▶ [Extract provided]:
A New Compiler for the Arnold Schwarzenegger Language
Since the release of version 0.4, there is now a basic ArnoldC compiler in the repository. This ArnoldC compiler is a test case for the compiler framework. If the framework can handle this language well, then it will be useful for other languages too. The full code for the compiler can be found here.
In this blog post, I will show how the compiler can be used to generate fast code for the CPU. To follow along, you can either clone the repository and run:
$ cargo install --path arnoldc
Or download the arnoldc
binary from the release page.
The ArnoldC language is based on one-liners from Arnold Schwarzenegger movies. This is what a valid "Hello, World!" program looks like:
IT'S SHOWTIME
TALK TO THE HAND "Hello, World!\n"
YOU HAVE BEEN TERMINATED
Here, IT'S SHOWTIME
means "begin main", TALK TO THE HAND
means "print", and YOU HAVE BEEN TERMINATED
means "end main".
Before we use the compiler, let's see whether the installation was successful:
$ arnoldc --help
This should print:
A compiler for the ArnoldC language
Usage: arnoldc [OPTIONS] [INPUT]
Arguments:
[INPUT] The input file (- is interpreted as stdin) [default: -]
Options:
--convert-scf-to-cf Convert structured control flow (scf) operations to cf
--convert-cf-to-llvm Convert control flow (cf) operations to LLVM
--convert-experimental-to-mlir Convert experimental operations to MLIR
--convert-func-to-llvm Convert function operations to LLVM
--convert-mlir-to-llvmir Convert MLIR to LLVM IR
--print-ir-before-all Print the IR before each pass
--convert-arnold-to-mlir Convert ArnoldC operations to MLIR
--compile Compile the code
--debug Print debug information
-h, --help Print help
-V, --version Print version
To compile ArnoldC, let's create a file called hello.arnoldc
with the hello world program:
IT'S SHOWTIME
TALK TO THE HAND "Hello, World!\n"

▶ [Given information]:
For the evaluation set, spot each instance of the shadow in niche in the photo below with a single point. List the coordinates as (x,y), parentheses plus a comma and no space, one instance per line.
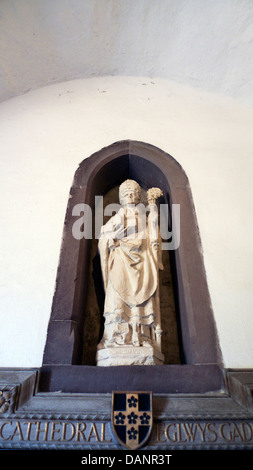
(68,360)
(93,319)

▶ [Challenges]:
**A.** Which command-line options in the ArnoldC compiler post begin with "--convert-"? List every one.
**B.** Answer these questions from the ArnoldC compiler post, one per line:
(i) What command installs the compiler from a cloned repository?
(ii) What does TALK TO THE HAND mean?
(iii) What file name does the post give for the hello world program?
**C.** From the ArnoldC compiler post, extract the passage starting with "A New Compiler" and going on through "the release page.".

▶ [Solutions to the tasks]:
**A.**
--convert-scf-to-cf
--convert-cf-to-llvm
--convert-experimental-to-mlir
--convert-func-to-llvm
--convert-mlir-to-llvmir
--convert-arnold-to-mlir

**B.**
(i) cargo install --path arnoldc
(ii) It means "print".
(iii) hello.arnoldc

**C.**
A New Compiler for the Arnold Schwarzenegger Language
Since the release of version 0.4, there is now a basic ArnoldC compiler in the repository. This ArnoldC compiler is a test case for the compiler framework. If the framework can handle this language well, then it will be useful for other languages too. The full code for the compiler can be found here.
In this blog post, I will show how the compiler can be used to generate fast code for the CPU. To follow along, you can either clone the repository and run:
$ cargo install --path arnoldc
Or download the arnoldc
binary from the release page.